Exercise prompt — Begin at the line below that contains "Target — light blue blouse". Repeat it and all remaining lines of the records exactly.
____ Information shown
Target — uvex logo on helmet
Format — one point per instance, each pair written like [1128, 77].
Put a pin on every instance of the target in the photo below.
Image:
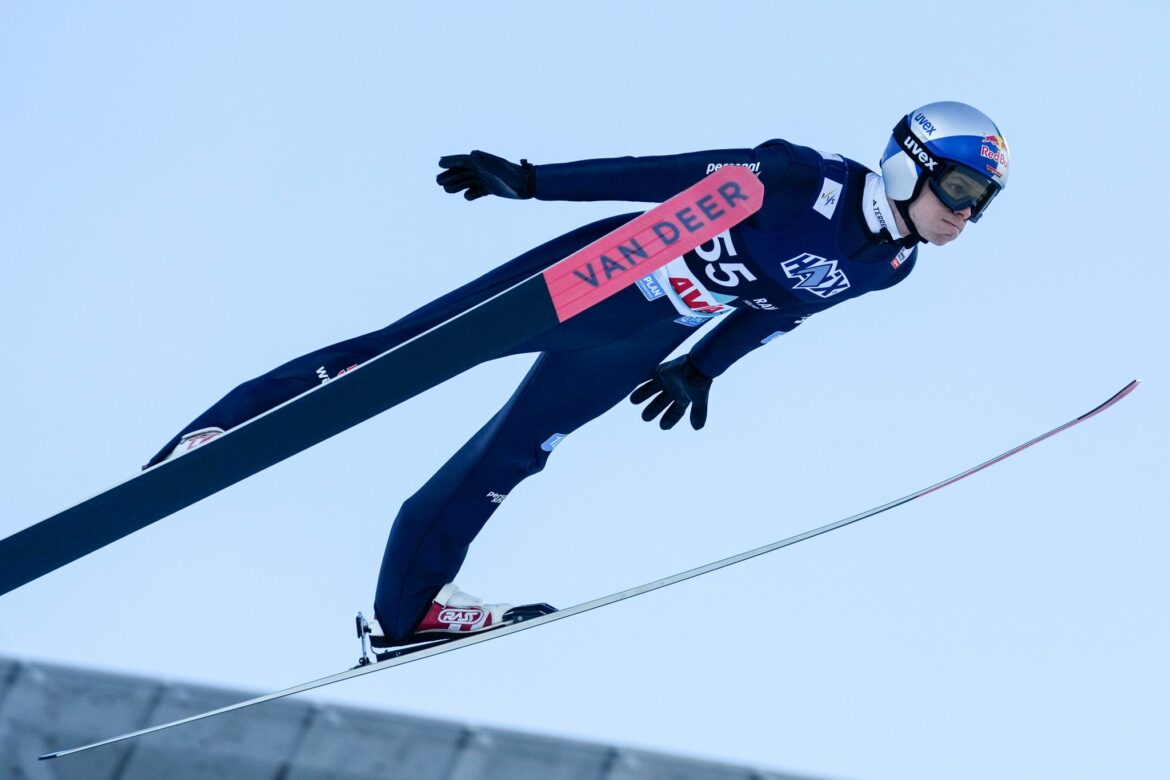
[919, 152]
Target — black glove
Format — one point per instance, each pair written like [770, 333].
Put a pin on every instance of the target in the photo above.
[486, 174]
[679, 384]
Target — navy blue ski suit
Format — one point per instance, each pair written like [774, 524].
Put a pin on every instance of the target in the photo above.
[823, 235]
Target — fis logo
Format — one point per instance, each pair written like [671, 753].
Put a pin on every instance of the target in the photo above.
[827, 199]
[651, 288]
[817, 275]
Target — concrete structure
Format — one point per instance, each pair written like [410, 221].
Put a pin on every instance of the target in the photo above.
[46, 708]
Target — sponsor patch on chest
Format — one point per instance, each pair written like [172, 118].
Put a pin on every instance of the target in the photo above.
[817, 275]
[828, 198]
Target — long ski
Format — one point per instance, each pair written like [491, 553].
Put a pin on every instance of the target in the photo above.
[482, 326]
[407, 655]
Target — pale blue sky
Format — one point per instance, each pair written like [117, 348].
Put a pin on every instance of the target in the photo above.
[190, 197]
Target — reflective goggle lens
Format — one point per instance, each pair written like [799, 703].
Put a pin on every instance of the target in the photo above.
[961, 187]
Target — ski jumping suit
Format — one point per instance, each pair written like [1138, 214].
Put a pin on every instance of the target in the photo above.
[824, 234]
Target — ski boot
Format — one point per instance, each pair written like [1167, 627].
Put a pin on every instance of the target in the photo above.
[452, 615]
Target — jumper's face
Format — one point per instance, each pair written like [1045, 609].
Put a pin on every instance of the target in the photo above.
[935, 221]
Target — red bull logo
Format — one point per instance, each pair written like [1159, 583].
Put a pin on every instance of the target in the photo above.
[995, 149]
[462, 615]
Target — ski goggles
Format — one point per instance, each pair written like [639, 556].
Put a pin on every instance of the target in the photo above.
[961, 187]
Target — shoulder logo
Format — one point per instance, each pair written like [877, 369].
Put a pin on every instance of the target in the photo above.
[827, 199]
[817, 275]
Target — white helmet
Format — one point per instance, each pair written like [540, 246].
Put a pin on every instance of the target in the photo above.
[954, 147]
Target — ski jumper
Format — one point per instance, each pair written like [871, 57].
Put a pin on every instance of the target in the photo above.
[824, 234]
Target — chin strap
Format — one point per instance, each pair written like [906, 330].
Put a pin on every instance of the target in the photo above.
[912, 236]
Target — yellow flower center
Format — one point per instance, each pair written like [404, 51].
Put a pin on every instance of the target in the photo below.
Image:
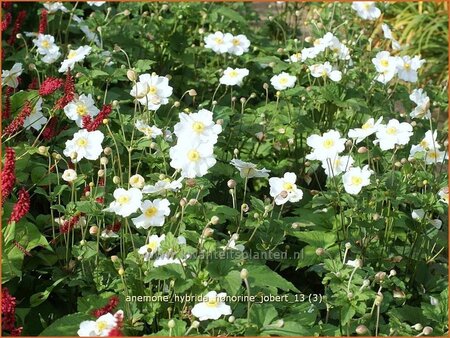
[152, 90]
[233, 73]
[101, 325]
[327, 144]
[82, 142]
[198, 127]
[81, 109]
[124, 199]
[424, 144]
[288, 186]
[391, 131]
[150, 212]
[193, 155]
[356, 180]
[212, 302]
[72, 54]
[152, 246]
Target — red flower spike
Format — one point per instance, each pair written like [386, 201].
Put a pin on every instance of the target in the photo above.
[21, 207]
[8, 173]
[17, 123]
[43, 22]
[16, 28]
[50, 85]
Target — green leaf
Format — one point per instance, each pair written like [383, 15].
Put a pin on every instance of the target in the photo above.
[66, 326]
[262, 275]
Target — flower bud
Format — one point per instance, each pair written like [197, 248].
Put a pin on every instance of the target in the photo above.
[231, 184]
[131, 75]
[427, 330]
[320, 251]
[361, 329]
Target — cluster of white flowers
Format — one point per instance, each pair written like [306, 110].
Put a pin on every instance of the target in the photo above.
[328, 41]
[212, 307]
[46, 46]
[74, 56]
[325, 70]
[222, 43]
[36, 119]
[152, 90]
[422, 101]
[388, 66]
[84, 144]
[284, 189]
[194, 152]
[366, 10]
[429, 149]
[100, 327]
[388, 35]
[79, 107]
[283, 81]
[149, 250]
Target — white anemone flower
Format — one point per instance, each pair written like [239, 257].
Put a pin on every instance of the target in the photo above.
[367, 129]
[284, 189]
[10, 77]
[193, 159]
[355, 179]
[337, 166]
[248, 170]
[36, 119]
[152, 246]
[100, 327]
[125, 202]
[79, 107]
[198, 127]
[137, 181]
[152, 90]
[220, 43]
[69, 175]
[283, 81]
[212, 307]
[233, 77]
[153, 213]
[394, 133]
[85, 144]
[163, 186]
[386, 66]
[407, 68]
[325, 70]
[74, 56]
[239, 44]
[329, 145]
[422, 101]
[150, 132]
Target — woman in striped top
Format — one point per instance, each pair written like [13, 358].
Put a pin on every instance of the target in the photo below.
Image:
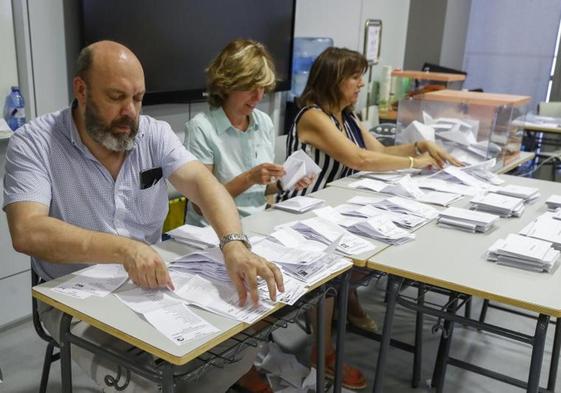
[329, 132]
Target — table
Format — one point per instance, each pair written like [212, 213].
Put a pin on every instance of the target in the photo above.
[469, 273]
[111, 316]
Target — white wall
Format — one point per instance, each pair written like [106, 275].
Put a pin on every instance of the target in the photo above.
[8, 66]
[14, 267]
[344, 22]
[455, 32]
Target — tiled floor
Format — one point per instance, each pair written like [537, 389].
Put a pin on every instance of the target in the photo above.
[21, 353]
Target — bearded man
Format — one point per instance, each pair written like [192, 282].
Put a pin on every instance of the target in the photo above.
[87, 185]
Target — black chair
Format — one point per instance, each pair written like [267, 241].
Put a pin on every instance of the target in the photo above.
[50, 355]
[385, 133]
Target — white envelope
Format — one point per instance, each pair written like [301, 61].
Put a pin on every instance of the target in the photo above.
[296, 166]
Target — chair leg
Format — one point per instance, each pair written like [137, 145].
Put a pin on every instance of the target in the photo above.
[46, 367]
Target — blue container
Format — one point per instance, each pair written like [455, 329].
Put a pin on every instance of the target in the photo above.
[305, 51]
[14, 109]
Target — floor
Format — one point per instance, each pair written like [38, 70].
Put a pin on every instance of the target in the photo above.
[22, 351]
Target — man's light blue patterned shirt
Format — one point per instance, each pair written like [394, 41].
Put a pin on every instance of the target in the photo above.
[47, 162]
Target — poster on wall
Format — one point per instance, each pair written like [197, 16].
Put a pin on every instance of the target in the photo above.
[372, 40]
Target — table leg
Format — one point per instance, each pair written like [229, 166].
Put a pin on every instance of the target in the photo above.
[418, 354]
[167, 378]
[537, 354]
[65, 354]
[554, 365]
[342, 301]
[320, 347]
[394, 283]
[441, 363]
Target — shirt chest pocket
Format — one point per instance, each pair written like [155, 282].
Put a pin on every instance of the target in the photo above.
[151, 205]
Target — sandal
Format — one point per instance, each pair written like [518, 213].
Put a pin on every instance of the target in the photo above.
[352, 377]
[252, 382]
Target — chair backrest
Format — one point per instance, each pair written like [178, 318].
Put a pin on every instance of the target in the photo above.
[385, 133]
[35, 280]
[551, 109]
[438, 68]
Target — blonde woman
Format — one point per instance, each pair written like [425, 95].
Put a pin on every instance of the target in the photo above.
[235, 140]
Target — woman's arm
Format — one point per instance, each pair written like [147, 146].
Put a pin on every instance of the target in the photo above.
[315, 128]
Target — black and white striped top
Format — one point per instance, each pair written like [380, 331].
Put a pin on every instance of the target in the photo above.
[330, 169]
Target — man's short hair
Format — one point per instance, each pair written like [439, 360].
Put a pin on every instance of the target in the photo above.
[84, 63]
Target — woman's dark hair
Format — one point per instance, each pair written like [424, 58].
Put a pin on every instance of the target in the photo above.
[331, 67]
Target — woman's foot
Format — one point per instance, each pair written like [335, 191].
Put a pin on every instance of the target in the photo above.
[363, 322]
[253, 382]
[352, 377]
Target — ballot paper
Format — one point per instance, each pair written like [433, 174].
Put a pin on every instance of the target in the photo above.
[404, 220]
[529, 194]
[169, 315]
[221, 298]
[382, 228]
[331, 214]
[524, 252]
[296, 166]
[431, 183]
[365, 200]
[414, 132]
[391, 176]
[407, 206]
[544, 227]
[98, 280]
[439, 198]
[327, 232]
[299, 204]
[466, 178]
[553, 202]
[405, 186]
[504, 206]
[466, 219]
[290, 237]
[208, 263]
[194, 236]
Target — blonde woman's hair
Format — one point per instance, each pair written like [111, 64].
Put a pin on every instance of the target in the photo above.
[242, 65]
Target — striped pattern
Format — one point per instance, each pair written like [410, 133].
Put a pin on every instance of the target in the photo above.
[331, 169]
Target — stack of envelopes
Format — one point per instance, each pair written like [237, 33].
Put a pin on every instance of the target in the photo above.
[524, 253]
[502, 205]
[468, 220]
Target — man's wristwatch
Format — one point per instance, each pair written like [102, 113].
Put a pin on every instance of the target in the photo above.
[235, 237]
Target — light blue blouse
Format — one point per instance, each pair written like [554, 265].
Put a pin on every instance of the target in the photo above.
[214, 141]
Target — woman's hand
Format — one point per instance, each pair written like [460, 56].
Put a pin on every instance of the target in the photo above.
[304, 182]
[440, 155]
[424, 161]
[265, 173]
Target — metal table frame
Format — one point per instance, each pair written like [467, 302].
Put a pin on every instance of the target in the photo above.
[165, 373]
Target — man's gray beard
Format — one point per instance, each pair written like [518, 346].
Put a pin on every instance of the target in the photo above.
[102, 134]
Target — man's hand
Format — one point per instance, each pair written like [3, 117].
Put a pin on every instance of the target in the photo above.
[145, 267]
[265, 173]
[244, 266]
[440, 155]
[304, 182]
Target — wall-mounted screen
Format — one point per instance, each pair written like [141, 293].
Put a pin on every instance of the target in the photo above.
[176, 39]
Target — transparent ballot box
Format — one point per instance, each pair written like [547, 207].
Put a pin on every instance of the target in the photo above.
[472, 126]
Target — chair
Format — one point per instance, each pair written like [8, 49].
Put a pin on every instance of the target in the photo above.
[50, 356]
[550, 109]
[385, 133]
________
Response —
Target — light blue blouse
Format — one point per instance, each pair written like [554, 265].
Put a pin on every instance of the target in the photo above.
[214, 141]
Target — woman's hand
Format — one point per instance, each pair written like [460, 56].
Put a pin on every instance of the target in the photo above.
[304, 182]
[440, 155]
[424, 161]
[265, 173]
Target — metal table frame
Format — one point per instance, each pair written like [467, 302].
Put a pin on every instance of the target in the photo above.
[165, 373]
Target — man's gray beard
Format — one point per instance, each pair written like [518, 346].
Put a pin on every instance of the target in the photo above.
[102, 134]
Target — man's hand
Format — one point per instance, each pair written like [3, 117].
Put a pin on every instance of the target in the photo above.
[145, 267]
[265, 173]
[244, 266]
[440, 155]
[304, 182]
Target — wall-mounted screen
Format — one point per instance, each pair written like [141, 293].
Put a pin on every instance of the target in the photo above.
[176, 39]
Target — transparent ballot box
Format — one point per instance, each pair written like [547, 207].
Put a pin on every instance of the target in the photo above.
[472, 126]
Target — chair
Format — one point per instance, each pair written like [8, 49].
Put a pin on every instance of the target in the photo above.
[50, 356]
[550, 109]
[385, 133]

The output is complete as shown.